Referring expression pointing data

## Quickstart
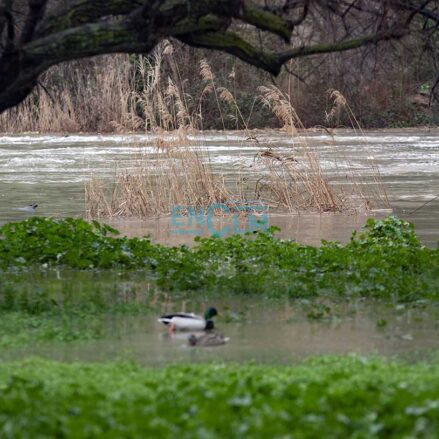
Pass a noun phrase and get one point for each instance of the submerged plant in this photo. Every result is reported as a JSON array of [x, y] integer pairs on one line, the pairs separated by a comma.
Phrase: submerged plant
[[385, 260]]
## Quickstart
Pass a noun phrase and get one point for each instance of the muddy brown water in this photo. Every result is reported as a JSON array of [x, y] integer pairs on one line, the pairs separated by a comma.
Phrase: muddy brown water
[[51, 171], [260, 330]]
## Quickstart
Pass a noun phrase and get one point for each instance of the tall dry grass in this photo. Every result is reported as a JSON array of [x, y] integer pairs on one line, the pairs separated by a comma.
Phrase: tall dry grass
[[179, 172]]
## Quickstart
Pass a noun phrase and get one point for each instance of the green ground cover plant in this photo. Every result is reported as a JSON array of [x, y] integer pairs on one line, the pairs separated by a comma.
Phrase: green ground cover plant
[[321, 397], [385, 260]]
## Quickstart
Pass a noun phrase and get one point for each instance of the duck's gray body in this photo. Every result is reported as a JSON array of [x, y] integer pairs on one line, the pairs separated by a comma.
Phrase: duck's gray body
[[185, 321], [30, 208], [209, 339], [182, 321]]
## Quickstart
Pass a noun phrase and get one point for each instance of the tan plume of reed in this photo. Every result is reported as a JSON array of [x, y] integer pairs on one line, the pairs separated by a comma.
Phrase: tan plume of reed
[[207, 75], [95, 101], [296, 181]]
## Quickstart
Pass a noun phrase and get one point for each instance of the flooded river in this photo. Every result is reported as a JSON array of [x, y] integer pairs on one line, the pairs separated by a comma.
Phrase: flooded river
[[261, 330], [51, 171]]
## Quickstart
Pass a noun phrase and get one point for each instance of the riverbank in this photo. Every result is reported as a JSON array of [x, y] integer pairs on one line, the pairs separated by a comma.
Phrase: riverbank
[[324, 397]]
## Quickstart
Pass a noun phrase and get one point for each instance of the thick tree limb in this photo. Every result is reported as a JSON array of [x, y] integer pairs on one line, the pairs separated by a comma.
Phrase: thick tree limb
[[83, 28]]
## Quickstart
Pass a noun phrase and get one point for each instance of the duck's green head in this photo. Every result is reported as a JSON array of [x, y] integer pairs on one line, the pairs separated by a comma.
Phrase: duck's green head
[[211, 312]]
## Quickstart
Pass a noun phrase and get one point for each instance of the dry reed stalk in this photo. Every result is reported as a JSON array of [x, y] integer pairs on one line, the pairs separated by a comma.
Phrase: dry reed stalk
[[299, 182], [177, 173]]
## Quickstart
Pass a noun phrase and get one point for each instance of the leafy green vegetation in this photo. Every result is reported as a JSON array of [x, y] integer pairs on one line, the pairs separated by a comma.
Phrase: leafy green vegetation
[[322, 397], [385, 260]]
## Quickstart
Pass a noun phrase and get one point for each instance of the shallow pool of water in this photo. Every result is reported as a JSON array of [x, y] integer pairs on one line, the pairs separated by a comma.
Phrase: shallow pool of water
[[261, 330]]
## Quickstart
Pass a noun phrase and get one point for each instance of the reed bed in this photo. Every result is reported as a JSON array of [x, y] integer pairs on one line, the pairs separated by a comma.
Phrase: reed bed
[[149, 93], [179, 171]]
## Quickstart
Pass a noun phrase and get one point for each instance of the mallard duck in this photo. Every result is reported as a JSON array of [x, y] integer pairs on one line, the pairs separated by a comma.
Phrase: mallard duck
[[189, 322], [209, 339], [30, 208]]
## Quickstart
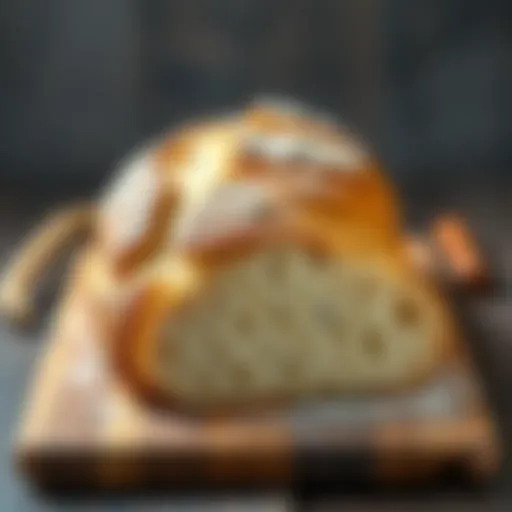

__WORK INSTRUCTIONS__: Give the entries again exactly. Pictures stay out.

__WRITTEN ANSWER__:
## Quickstart
Pass a noun phrase and get one point for each instance of the submerged plant in this photo. Every result is reported as a JSON array of [x, y] integer pairs on one line, the pairs separated by a comma.
Phrase: submerged plant
[[385, 260]]
## Quickstart
Pass a noun phrase and get one point for each instance of the muddy brown water in this photo. Every result is reported as a JSON array of [x, y] integer pairs on one line, the pairs separated by a comma.
Phrase: muddy brown water
[[51, 171], [260, 330]]
## Quickstart
Pass a noun phrase and get one point for each instance of the tall dry grass in this photo. Every result is reported as a JSON array of [x, y] integer pairs on one line, the pairs separated by a comma.
Phrase: tall dry grass
[[179, 172]]
## Quickstart
Pass a noun phrase and get one point for each instance of the green ground cover plant in this photo. Every result is reported as a JSON array of [x, y] integer pairs on one line, the pairs separated by a comma.
Phrase: green ground cover plant
[[321, 397], [385, 260]]
## Quickstart
Pass a noun phrase and get one point for each instance of the duck's gray body in this photo. Every result is reported as a JSON array of [x, y] integer pairs on one line, the pairs separated by a comma.
Phrase: duck's gray body
[[185, 321], [30, 208], [209, 339], [182, 321]]
## Quickstart
Pass a noun phrase and get one point for each instance of the tan plume of reed in this photo. Every result is reported as a JSON array of [x, y] integer pairs on one line, the pairs separated by a comma.
Phrase: tan plume of reed
[[207, 75], [95, 101], [296, 181]]
## Quickstart
Pass a noun phrase and get one point for each instance of the flooded river in this photo. Every result is reported as a JSON array of [x, y] integer pairs on one line, the pairs separated by a comma.
Phrase: flooded river
[[261, 330], [51, 171]]
## Quickstart
Pass a noun phrase and get one point for each instance of the riverbank in this photo. Every result is reported as a JSON array of [x, y] integer pairs on one line, the pairs separated by a comma.
Phrase: riverbank
[[324, 397]]
## Quickstart
Pass a noun phrase and get one point for each instance of the thick tree limb in this photo. Every result is reported as a JSON array of [x, y] integer pairs on one line, the pairs separated by a comma.
Phrase: thick tree limb
[[83, 28]]
## Quickstart
Pass a noun phrase and get one point for each instance of the duck's green head in this photo. Every result is reported as a JSON array of [x, y] integer pairs on one line, the pairs separated by a comma.
Phrase: duck's green head
[[211, 312]]
## Quickstart
Pass a noun phrase and get one point for each instance of the dry reed stalk in this photo. Every result is reported as a JSON array of [x, y] integer pairs on one line, the pairs separated by a comma.
Phrase: dry reed stalk
[[299, 182], [177, 173]]
## Quickstart
Pass a noun phrase and get one point for each instance of the leafy green vegetation in this photo. Every result is reported as a JSON array of [x, y] integer pairs on one line, the pairs separated by a comma.
Phrase: leafy green vegetation
[[322, 397], [385, 260]]
## Quickstart
Pass a noun phrase and get one point for each instance of the shallow pool of water in this photo. Every result is reported as a JSON array of [x, y] integer pairs on one line, the pairs separated by a comma.
Phrase: shallow pool of water
[[261, 330]]
## Quickstart
Pass a noun phrase and get one point for each instance of the reed bed in this photo. Every result is reported as a JSON array of [x, y] integer pairs on one line, the pairs separated by a comma.
Phrase: reed bed
[[149, 93], [179, 171]]
## Quickstart
Pass a noun phrase and get one point for each instance of the mallard duck in this photo. Every result is reported as a JSON array of [x, y] integer pairs on one line, the pairs separated by a comma.
Phrase: mallard duck
[[189, 322], [209, 339], [30, 208]]
## Quickstart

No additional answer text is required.